Rewrite the entries below from the start through the line that contains "x=641, y=115", replacing "lying cow" with "resting cow" and changing nothing else. Omit the pictures from your answer.

==== DATA SHOWN

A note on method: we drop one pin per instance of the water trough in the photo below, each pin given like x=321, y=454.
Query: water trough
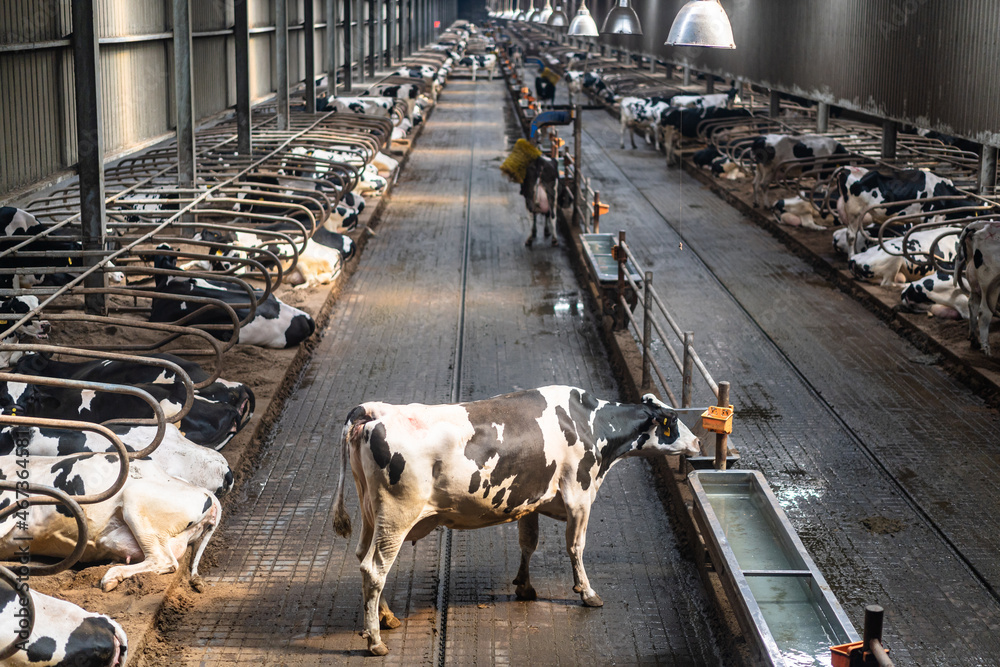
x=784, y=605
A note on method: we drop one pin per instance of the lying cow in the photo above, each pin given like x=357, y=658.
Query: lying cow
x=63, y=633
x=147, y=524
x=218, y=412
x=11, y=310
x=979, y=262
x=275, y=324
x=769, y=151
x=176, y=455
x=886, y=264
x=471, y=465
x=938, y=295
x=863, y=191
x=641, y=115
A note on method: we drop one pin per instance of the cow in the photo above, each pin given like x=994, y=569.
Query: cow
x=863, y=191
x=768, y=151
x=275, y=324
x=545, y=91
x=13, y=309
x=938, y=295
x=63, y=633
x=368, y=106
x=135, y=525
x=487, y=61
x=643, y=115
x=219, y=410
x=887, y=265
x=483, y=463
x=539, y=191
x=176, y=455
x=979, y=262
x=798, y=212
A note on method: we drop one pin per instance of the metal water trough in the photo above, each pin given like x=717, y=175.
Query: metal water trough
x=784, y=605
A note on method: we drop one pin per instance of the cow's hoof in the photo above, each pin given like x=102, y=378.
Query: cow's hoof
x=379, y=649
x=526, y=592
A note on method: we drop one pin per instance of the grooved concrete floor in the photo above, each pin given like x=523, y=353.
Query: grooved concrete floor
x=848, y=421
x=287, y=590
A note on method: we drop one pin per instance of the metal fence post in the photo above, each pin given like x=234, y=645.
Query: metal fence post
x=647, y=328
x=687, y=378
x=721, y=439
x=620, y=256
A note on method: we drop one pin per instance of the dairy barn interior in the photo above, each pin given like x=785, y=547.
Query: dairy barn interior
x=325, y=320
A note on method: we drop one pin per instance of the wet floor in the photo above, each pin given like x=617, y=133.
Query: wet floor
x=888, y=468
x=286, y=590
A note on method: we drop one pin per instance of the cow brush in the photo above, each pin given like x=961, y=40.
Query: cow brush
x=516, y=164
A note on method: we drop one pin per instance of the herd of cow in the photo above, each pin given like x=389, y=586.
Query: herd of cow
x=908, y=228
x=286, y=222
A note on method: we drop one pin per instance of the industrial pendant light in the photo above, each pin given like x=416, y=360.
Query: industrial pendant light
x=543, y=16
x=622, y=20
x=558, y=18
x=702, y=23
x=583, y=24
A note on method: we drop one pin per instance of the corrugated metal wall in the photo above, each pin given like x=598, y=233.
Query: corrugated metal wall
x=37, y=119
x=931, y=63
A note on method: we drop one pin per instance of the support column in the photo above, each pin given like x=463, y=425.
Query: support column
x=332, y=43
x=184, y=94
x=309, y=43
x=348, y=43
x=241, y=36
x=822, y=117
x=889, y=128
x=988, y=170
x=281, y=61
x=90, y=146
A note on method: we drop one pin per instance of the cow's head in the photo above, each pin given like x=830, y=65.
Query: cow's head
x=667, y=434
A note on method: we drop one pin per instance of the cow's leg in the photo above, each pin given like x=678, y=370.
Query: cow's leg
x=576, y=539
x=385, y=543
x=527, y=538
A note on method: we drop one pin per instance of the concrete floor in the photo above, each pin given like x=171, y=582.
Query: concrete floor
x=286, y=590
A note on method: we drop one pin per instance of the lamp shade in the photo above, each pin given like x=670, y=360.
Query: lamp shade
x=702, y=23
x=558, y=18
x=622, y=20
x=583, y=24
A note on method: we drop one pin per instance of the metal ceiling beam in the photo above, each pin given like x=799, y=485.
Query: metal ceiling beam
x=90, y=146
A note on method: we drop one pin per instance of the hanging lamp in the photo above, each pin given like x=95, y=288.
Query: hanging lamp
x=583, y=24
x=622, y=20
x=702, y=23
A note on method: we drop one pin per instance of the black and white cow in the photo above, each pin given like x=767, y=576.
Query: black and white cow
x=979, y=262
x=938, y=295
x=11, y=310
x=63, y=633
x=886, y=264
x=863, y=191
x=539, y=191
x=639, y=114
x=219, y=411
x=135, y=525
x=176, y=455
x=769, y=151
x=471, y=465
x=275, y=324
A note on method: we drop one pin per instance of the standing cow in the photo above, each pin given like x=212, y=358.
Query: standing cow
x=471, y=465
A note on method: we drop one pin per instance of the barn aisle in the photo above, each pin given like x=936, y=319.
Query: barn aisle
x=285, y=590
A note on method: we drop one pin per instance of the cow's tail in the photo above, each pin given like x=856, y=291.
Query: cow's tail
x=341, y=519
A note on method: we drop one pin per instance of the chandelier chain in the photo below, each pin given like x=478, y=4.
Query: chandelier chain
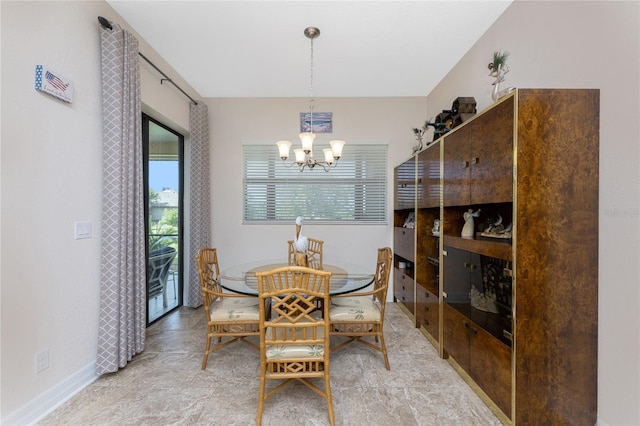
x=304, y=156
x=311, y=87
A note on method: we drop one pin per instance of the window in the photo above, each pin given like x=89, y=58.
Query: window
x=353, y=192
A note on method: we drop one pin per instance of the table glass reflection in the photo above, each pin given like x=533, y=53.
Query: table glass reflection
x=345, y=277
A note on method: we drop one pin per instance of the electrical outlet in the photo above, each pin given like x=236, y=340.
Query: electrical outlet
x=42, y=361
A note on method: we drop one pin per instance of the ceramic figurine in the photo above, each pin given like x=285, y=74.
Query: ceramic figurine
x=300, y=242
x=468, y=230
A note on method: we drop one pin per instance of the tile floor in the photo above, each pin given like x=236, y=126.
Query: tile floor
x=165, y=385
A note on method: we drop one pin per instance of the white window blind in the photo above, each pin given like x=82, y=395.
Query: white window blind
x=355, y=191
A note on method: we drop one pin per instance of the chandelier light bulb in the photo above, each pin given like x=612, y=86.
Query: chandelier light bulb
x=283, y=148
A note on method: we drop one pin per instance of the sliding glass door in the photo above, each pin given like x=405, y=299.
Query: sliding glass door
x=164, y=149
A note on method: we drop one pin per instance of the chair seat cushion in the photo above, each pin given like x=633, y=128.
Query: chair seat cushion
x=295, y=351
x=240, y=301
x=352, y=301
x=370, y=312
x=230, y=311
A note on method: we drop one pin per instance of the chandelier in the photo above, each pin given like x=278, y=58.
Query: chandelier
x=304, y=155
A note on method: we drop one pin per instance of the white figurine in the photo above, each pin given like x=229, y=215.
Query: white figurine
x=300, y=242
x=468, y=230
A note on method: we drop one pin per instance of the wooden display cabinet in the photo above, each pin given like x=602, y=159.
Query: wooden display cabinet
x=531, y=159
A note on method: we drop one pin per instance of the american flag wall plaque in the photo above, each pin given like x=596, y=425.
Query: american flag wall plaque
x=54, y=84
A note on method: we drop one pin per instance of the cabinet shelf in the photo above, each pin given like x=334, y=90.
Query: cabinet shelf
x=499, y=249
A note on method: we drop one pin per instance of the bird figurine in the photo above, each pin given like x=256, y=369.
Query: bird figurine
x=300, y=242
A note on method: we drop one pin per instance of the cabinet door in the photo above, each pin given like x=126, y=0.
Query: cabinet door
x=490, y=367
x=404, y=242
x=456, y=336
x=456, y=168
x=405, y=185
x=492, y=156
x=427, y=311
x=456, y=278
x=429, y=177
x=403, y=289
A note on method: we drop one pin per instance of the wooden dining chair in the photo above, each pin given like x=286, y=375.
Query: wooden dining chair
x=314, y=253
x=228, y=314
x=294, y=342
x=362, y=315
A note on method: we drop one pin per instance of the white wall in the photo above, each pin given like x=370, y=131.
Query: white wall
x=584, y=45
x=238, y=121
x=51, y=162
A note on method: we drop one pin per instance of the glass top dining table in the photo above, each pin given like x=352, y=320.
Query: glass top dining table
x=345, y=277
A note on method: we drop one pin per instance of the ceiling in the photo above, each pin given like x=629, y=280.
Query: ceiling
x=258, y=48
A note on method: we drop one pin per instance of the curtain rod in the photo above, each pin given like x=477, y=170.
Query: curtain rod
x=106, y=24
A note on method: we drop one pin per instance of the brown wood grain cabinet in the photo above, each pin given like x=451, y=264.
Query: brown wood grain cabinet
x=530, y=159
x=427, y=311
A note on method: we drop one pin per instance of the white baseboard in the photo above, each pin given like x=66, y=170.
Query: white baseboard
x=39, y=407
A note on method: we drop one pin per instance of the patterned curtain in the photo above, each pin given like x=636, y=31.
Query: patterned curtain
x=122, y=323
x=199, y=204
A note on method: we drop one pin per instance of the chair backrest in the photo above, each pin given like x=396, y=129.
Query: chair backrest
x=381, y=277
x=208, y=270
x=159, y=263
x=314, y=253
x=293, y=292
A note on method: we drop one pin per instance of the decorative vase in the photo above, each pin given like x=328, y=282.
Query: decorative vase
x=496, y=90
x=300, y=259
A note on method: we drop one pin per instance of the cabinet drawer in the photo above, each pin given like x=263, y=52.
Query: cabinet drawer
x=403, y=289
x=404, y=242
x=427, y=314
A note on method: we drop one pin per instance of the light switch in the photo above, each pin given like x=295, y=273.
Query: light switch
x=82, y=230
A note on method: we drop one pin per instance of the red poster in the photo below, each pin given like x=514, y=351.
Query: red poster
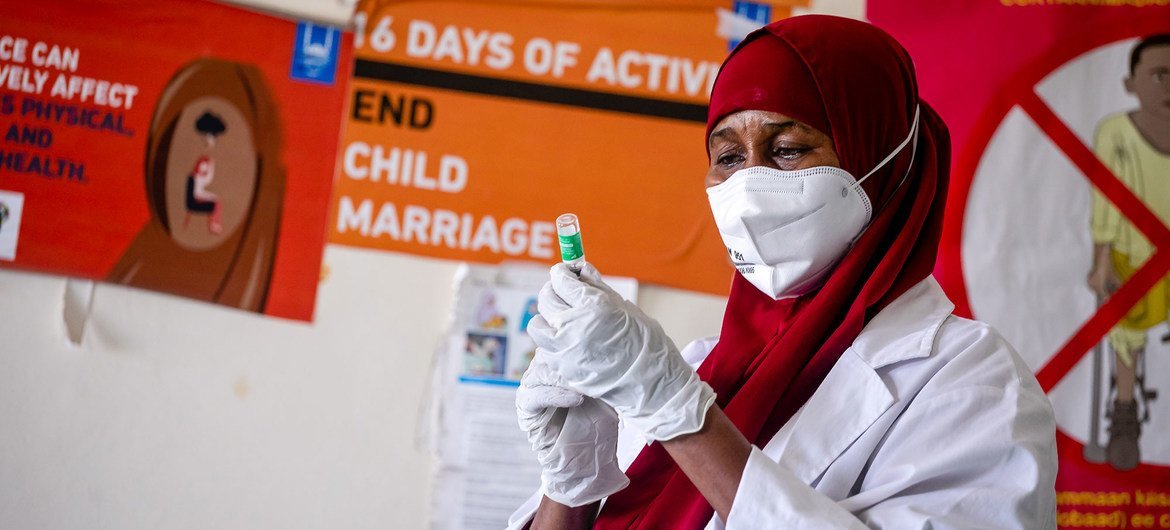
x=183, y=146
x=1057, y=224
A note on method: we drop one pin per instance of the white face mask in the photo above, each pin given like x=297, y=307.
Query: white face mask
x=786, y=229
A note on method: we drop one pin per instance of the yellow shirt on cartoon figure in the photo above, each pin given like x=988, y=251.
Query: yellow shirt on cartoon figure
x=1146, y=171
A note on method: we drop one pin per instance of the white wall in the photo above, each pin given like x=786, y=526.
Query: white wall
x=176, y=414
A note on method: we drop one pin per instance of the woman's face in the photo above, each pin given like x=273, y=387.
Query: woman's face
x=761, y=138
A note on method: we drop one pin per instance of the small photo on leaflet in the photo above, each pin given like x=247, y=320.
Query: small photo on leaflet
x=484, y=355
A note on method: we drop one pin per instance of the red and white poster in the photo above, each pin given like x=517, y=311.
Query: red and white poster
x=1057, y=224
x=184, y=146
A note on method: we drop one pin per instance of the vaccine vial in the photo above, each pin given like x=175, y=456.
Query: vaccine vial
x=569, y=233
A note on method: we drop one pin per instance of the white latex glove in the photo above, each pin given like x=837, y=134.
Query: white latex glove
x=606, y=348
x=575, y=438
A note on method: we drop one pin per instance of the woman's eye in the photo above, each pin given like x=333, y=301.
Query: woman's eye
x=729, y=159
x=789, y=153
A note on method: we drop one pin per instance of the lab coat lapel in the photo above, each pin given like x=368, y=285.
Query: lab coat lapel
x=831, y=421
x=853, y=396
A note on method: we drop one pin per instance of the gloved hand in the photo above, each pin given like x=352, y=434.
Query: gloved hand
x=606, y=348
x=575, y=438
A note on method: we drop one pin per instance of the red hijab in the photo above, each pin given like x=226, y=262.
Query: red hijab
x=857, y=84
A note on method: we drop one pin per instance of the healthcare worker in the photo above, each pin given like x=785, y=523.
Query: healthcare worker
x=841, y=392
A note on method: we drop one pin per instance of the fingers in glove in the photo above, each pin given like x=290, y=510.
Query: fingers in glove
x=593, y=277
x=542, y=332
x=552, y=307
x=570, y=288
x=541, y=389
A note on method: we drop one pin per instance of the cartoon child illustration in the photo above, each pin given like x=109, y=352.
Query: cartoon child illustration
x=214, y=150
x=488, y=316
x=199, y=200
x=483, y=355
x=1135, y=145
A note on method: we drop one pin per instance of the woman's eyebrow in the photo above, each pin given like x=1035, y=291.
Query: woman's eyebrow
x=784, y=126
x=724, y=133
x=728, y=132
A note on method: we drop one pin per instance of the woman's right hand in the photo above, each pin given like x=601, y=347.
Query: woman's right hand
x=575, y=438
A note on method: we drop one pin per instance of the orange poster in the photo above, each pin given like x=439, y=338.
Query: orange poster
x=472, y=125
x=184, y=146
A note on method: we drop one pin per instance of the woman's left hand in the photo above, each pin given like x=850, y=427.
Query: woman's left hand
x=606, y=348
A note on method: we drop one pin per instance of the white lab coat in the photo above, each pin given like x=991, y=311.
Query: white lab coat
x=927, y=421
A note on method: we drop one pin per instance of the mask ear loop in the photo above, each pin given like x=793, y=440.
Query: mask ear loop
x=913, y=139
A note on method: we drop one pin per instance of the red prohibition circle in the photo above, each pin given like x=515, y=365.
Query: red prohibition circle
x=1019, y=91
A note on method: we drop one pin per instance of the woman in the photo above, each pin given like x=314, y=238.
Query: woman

========

EXERCISE SOLUTION:
A note on method: we drop one pin per instance of the water trough in the photo below, each pin given like x=321, y=454.
Query: water trough
x=784, y=605
A note on method: we drop one pin per instance of the resting cow in the photo above, each pin given like x=357, y=658.
Query: resting cow
x=63, y=633
x=147, y=524
x=218, y=412
x=11, y=310
x=979, y=262
x=275, y=324
x=769, y=151
x=176, y=455
x=886, y=264
x=471, y=465
x=938, y=295
x=863, y=191
x=641, y=115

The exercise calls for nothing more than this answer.